→ EXERCISE TEXT:

I have been on a massive, big salad kick lately (Hello, Greek Fattoush Salad!)and now that it is finally above 60 degrees here in Washington, all I want are big cold salads and anything on the grill. I’m happily caving into to my most recent summer addiction, including this massive rice noodle salad with Vietnamese grilled lemongrass chicken. Salads are what summer is made for.
I was certainly spoiled when I lived in California and Hawaii, but over the last year I’ve become accustomed to the cooler months in the Pacific Northwest and 60 degrees practically feels like summer now. We’ve been making it a point to go outside and grill pizza as often as possible! and I even planted plants all around the house and started my first vegetable garden! Do you follow me on Instagram? I am always sharing behind the scenes. So far I have 4 tomato plants (because you know I’ll be making bowls of silky smooth gazpacho with them), 2 chiles, kale, rainbow chard and lettuce. I can’t wait to see how they turn out throughout the summer!

→ SUPPLIED ENTRIES:
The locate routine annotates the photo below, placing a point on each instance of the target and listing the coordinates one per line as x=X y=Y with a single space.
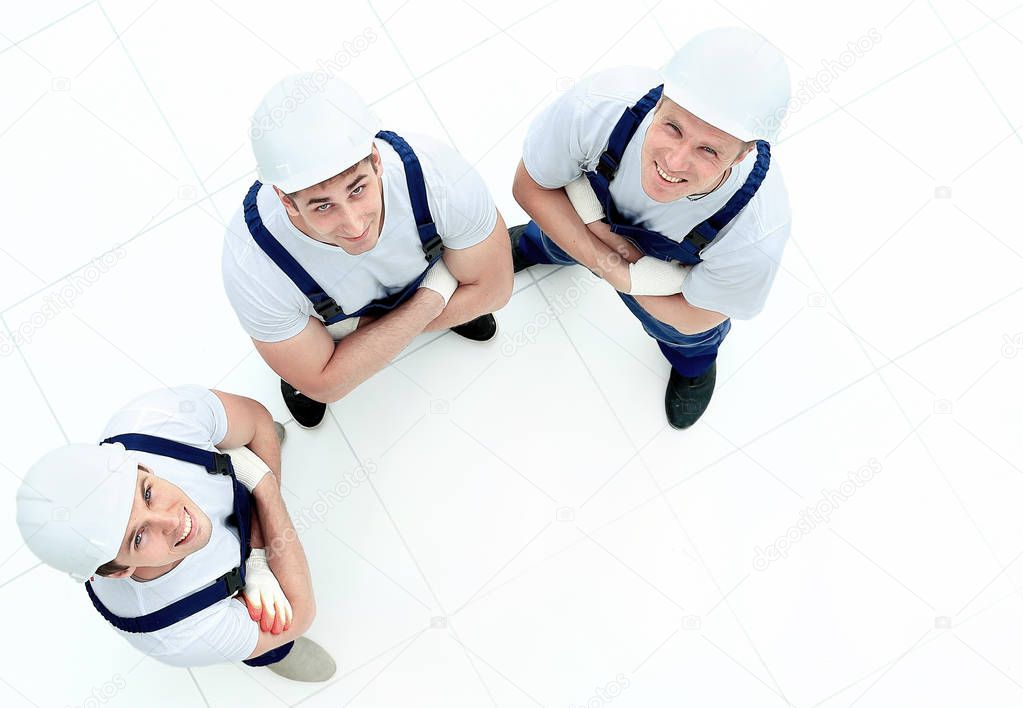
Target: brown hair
x=109 y=568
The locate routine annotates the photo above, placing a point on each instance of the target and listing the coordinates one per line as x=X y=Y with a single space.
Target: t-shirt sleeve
x=463 y=209
x=262 y=311
x=221 y=634
x=189 y=414
x=737 y=282
x=553 y=151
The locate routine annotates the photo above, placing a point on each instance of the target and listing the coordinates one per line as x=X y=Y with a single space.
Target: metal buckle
x=233 y=581
x=221 y=463
x=607 y=167
x=434 y=248
x=327 y=309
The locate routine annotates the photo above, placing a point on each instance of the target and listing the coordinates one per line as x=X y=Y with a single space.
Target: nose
x=679 y=159
x=168 y=522
x=351 y=223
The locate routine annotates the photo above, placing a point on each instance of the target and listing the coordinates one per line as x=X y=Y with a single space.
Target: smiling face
x=683 y=156
x=346 y=211
x=165 y=526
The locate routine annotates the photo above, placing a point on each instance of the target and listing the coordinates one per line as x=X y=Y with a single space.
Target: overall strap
x=626 y=127
x=227 y=584
x=705 y=232
x=324 y=305
x=432 y=245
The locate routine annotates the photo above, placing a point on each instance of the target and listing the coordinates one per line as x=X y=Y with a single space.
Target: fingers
x=254 y=606
x=269 y=614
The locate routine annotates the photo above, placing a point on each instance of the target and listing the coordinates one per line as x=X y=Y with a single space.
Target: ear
x=374 y=160
x=290 y=205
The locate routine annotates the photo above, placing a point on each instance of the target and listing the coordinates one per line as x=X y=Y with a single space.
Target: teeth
x=666 y=176
x=187 y=528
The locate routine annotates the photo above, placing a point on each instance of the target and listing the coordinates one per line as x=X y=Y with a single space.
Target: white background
x=532 y=532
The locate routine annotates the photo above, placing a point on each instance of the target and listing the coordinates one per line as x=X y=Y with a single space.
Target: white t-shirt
x=739 y=266
x=271 y=308
x=222 y=632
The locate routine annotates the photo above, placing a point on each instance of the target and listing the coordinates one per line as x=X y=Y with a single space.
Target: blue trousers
x=691 y=355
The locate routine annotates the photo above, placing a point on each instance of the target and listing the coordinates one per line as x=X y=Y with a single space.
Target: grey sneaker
x=306 y=662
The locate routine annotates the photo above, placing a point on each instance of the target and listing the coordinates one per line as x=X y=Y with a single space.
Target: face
x=683 y=156
x=165 y=526
x=346 y=211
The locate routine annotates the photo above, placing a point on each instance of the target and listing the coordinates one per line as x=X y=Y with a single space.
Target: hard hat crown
x=732 y=79
x=309 y=128
x=74 y=505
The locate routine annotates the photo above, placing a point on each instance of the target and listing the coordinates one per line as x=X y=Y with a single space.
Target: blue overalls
x=691 y=355
x=224 y=586
x=324 y=305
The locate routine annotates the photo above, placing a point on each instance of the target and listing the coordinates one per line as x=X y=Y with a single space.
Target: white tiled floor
x=531 y=532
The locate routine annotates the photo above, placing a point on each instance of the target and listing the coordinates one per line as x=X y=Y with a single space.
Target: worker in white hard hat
x=354 y=242
x=662 y=184
x=176 y=512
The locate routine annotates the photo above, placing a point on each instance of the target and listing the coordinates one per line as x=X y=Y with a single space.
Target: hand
x=651 y=275
x=584 y=201
x=622 y=246
x=266 y=602
x=249 y=468
x=440 y=280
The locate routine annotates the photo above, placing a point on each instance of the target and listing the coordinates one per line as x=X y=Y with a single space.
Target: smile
x=358 y=237
x=666 y=177
x=186 y=533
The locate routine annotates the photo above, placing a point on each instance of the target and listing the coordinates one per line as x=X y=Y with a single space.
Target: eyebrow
x=141 y=492
x=351 y=185
x=710 y=142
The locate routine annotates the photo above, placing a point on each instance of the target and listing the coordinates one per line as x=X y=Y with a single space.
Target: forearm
x=283 y=549
x=370 y=348
x=552 y=211
x=674 y=310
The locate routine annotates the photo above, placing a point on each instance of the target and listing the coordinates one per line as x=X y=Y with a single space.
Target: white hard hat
x=309 y=128
x=74 y=505
x=732 y=79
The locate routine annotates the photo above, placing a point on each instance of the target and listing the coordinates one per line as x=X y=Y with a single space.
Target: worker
x=169 y=518
x=354 y=242
x=663 y=184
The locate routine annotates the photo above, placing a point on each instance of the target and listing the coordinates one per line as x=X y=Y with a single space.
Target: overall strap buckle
x=232 y=580
x=221 y=465
x=327 y=309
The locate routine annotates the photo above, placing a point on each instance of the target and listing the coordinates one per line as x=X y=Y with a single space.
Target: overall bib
x=224 y=586
x=691 y=355
x=325 y=306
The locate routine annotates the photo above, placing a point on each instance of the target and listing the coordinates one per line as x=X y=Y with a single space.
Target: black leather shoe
x=686 y=398
x=519 y=261
x=307 y=412
x=480 y=329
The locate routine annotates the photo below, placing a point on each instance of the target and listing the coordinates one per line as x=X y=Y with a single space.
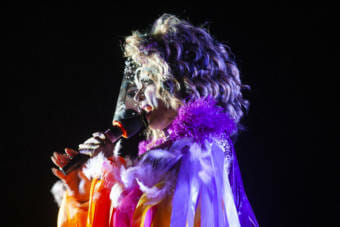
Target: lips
x=147 y=108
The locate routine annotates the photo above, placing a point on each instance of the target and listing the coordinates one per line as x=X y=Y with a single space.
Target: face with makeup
x=158 y=115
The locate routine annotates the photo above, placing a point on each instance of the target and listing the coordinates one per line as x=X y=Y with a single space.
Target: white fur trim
x=94 y=166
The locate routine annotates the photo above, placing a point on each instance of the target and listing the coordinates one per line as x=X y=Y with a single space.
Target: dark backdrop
x=63 y=70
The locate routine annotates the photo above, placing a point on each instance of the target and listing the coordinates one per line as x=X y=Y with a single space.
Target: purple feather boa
x=198 y=120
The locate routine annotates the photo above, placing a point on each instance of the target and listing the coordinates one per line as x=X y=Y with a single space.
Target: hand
x=98 y=143
x=76 y=182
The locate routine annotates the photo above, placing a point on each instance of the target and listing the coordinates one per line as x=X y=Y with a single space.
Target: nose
x=139 y=95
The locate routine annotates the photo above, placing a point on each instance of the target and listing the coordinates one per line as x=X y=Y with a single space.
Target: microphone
x=127 y=127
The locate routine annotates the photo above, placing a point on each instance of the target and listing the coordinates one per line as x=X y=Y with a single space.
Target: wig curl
x=188 y=64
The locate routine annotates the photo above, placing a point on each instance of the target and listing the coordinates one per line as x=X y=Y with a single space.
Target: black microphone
x=127 y=127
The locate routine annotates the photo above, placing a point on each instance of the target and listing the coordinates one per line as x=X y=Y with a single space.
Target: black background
x=63 y=66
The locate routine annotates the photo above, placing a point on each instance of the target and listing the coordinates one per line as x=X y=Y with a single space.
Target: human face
x=157 y=114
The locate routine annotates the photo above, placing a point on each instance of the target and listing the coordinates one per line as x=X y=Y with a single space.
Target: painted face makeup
x=157 y=114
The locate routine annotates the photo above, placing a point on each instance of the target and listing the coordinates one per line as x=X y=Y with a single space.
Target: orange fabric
x=72 y=213
x=97 y=211
x=100 y=203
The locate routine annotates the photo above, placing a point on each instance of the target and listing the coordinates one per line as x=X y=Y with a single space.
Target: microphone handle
x=112 y=135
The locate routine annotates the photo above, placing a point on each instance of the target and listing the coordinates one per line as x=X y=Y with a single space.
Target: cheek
x=150 y=95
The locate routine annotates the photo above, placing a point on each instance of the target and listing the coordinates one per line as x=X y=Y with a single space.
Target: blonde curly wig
x=186 y=63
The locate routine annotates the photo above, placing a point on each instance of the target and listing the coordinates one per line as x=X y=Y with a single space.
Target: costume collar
x=198 y=120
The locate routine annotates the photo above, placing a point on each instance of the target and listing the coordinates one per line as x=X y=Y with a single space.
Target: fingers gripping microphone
x=131 y=124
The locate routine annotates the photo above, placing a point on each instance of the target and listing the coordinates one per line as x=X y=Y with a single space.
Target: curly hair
x=188 y=63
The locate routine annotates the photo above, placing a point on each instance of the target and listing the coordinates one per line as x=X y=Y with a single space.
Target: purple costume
x=198 y=163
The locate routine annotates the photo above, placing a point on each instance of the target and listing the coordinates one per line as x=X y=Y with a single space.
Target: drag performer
x=187 y=88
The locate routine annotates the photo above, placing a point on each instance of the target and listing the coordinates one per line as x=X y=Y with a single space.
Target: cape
x=190 y=178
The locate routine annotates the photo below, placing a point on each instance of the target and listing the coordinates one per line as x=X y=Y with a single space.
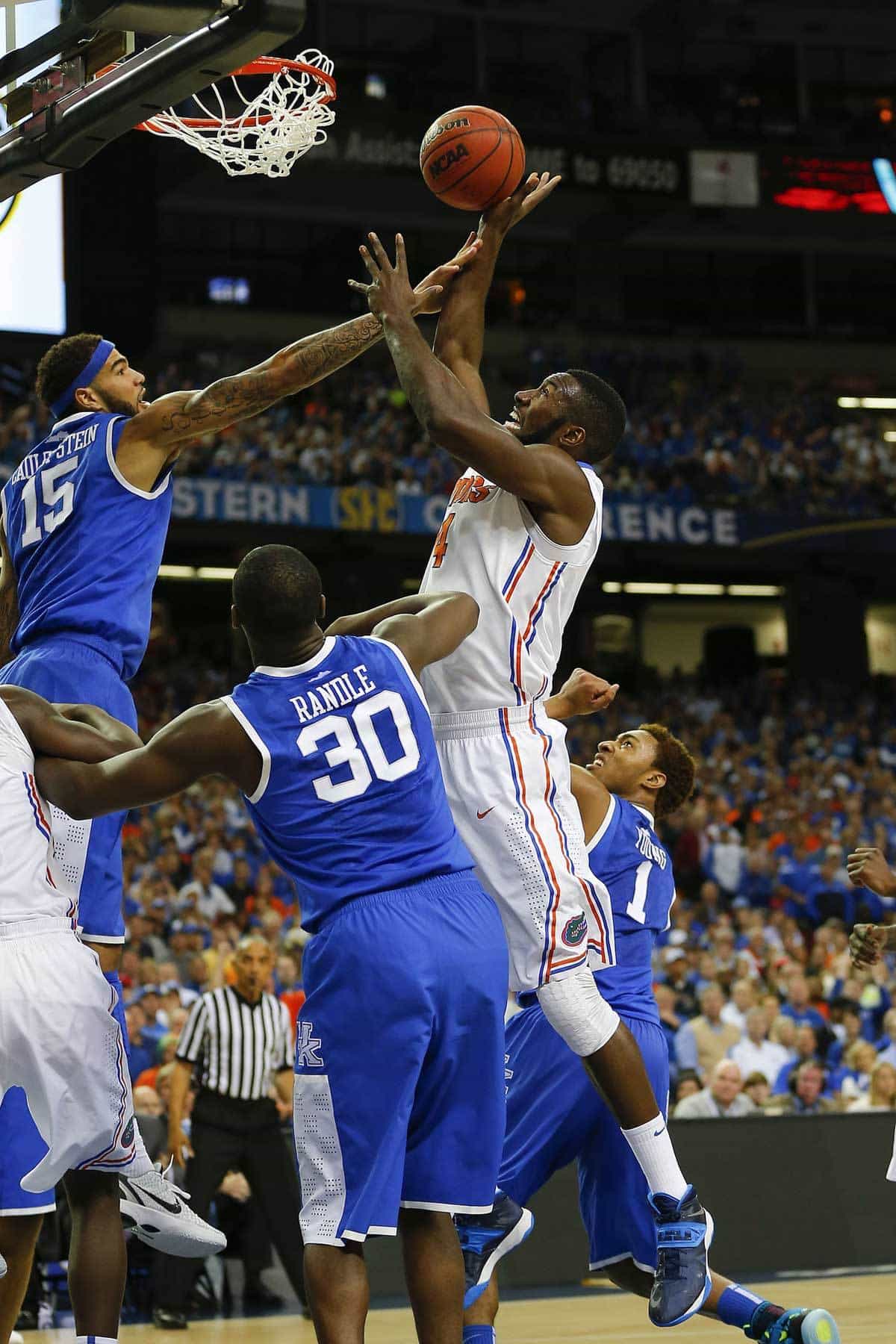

→ PROBLEMS AND TASKS:
#1 Repeat the passage of the salad post that begins at the words "I have been" and stops after "is made for.".
#2 According to the salad post, how many tomato plants are in the garden so far?

→ EXPECTED RESULTS:
#1
I have been on a massive, big salad kick lately (Hello, Greek Fattoush Salad!)and now that it is finally above 60 degrees here in Washington, all I want are big cold salads and anything on the grill. I’m happily caving into to my most recent summer addiction, including this massive rice noodle salad with Vietnamese grilled lemongrass chicken. Salads are what summer is made for.

#2 Four tomato plants.